AIM OF THE EXERCISE → Lay out every line of the records below as a numbered list, omitting any blank lines.

Data records:
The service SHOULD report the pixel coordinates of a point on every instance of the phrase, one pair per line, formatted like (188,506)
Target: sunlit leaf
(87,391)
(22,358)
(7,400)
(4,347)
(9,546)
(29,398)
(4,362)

TASK SOLUTION →
1. The service SHOULD report the pixel coordinates of a point on every instance of the phrase, one pair per line, formatted like (188,506)
2. Target: sunlit leaf
3. (87,391)
4. (22,358)
5. (7,400)
6. (4,347)
7. (9,546)
8. (29,398)
9. (4,362)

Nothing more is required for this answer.